Exercise passage.

The Phoenix Suns released a statement Friday calling allegations made in a forthcoming ESPN story "completely baseless."
Reporter Jordan Schultz tweeted Sarver is being accused of "racism, sexism and sexual harassment in a series of incidents." No further details on the story have been made public.
Sarver's full statement calls the allegations "completely repugnant" and says he rejects "any insinuation of personal or organizational racism or gender discrimination":
"While I can’t begin to know how to respond to some of the vague suggestions made by mostly anonymous voices, I can certainly tell you that some of the claims I find completely repugnant to my nature and to the character of the Suns/Mercury workplace and I can tell you they never, ever happened.
“First and foremost, I reject any insinuation of personal or organizational racism or gender discrimination. I despise language that disrespects any individuals, regardless of race, gender, preference, or choice. Such language has no place in business or at home in what I consider Suns and Mercury families. I am proud of our record of diversity and inclusion on both teams—whether on the court or in the front office.

Information given.
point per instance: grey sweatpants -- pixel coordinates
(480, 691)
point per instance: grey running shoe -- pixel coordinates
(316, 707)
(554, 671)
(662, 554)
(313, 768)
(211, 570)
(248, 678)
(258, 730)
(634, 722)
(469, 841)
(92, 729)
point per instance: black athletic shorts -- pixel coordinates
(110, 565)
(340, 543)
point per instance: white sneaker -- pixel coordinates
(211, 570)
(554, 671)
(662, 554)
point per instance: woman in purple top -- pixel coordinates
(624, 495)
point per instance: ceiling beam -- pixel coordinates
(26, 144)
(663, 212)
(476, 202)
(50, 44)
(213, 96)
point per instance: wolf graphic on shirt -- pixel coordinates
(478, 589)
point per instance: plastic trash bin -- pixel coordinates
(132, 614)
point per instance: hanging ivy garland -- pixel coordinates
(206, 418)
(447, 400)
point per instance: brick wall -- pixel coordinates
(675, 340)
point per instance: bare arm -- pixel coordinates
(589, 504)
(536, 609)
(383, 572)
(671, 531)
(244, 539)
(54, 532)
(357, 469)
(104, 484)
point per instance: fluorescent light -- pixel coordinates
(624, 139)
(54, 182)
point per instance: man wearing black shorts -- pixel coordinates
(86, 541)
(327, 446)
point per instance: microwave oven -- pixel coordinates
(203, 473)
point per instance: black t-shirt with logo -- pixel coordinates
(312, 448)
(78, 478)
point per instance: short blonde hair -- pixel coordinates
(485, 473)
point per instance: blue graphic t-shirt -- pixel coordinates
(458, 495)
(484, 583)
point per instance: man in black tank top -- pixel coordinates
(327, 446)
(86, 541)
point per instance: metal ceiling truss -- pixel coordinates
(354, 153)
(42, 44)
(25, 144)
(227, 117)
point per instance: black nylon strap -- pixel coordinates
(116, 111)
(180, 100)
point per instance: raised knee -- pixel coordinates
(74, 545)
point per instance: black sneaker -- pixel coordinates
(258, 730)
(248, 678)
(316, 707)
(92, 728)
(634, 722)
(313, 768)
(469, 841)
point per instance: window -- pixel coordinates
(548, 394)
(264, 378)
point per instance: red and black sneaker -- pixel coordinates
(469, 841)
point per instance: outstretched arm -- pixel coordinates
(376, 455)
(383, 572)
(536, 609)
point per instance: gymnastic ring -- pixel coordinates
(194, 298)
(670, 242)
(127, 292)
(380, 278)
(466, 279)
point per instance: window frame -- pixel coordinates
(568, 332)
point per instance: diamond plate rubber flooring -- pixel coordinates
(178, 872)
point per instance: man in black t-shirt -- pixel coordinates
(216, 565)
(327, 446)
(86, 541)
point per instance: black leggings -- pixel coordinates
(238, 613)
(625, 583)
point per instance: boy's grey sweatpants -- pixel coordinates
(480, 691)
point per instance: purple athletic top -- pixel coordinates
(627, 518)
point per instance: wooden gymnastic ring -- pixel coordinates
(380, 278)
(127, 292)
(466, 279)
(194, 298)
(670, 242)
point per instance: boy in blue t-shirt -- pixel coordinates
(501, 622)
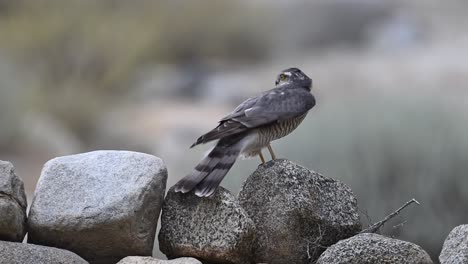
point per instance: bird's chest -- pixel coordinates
(278, 129)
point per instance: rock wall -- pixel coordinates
(103, 207)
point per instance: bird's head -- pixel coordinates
(293, 76)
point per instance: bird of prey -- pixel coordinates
(249, 128)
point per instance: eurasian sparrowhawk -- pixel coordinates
(250, 128)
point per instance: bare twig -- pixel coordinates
(375, 227)
(399, 225)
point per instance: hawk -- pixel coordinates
(249, 128)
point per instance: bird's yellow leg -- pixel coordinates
(261, 157)
(273, 156)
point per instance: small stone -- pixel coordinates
(102, 205)
(19, 253)
(297, 212)
(455, 249)
(13, 204)
(373, 248)
(213, 229)
(150, 260)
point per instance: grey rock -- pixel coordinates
(150, 260)
(455, 249)
(372, 248)
(214, 229)
(297, 212)
(13, 204)
(102, 205)
(19, 253)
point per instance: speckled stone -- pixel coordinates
(212, 229)
(12, 204)
(455, 248)
(102, 205)
(20, 253)
(150, 260)
(372, 248)
(297, 212)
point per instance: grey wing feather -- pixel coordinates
(271, 106)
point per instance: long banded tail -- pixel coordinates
(209, 173)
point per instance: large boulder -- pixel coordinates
(102, 205)
(297, 212)
(19, 253)
(13, 204)
(373, 248)
(150, 260)
(455, 248)
(214, 229)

Required actions.
#1 Summarize the news passage about the Phoenix Suns statement in two sentences.
#2 Carry on the news passage about the Phoenix Suns statement past its final sentence.
The data above are separate material, unrelated to the news passage about the Phoenix Suns statement.

Solved tasks.
#1 The Phoenix Suns released a statement Friday calling allegations in a forthcoming ESPN story "completely baseless," and reporter Jordan Schultz tweeted that Sarver is accused of racism, sexism and sexual harassment in a series of incidents. Sarver's statement calls some of the claims repugnant and says they never happened, rejects any insinuation of personal or organizational racism or gender discrimination, and expresses pride in both teams' record of diversity and inclusion.

#2
“I don’t begin to know how to prove that something DIDN’T happen, and it is difficult to erase or forget ugly accusations once they are made. Even hints of racism or sexism in our culture today are toxic and damaging and should not be lightly raised. I categorically deny any and all suggestions that I used disparaging language related to race or gender. I would like to think that my actions and public record regarding race, gender, or discrimination of any kind, over a lifetime in business and community service, will adequately answer any questions anyone might raise about my commitment to equality and fairness.”
Suns general manager James Jones also released a statement of support for Sarver.
Former Los Angeles Clippers governor Donald Sterling was banned for life by the NBA in 2014 after racist comments he made with his mistress were leaked to the public. Sterling was forced to sell the franchise, with Steve Ballmer paying an NBA record $2 billion in the sale.
Schultz's report indicated the allegations could have a similar impact for Sarver, who bought the Suns in 2004. His ownership has been fraught with displeasure from fans, many of whom have accused Sarver of prioritizing finances over winning basketball games.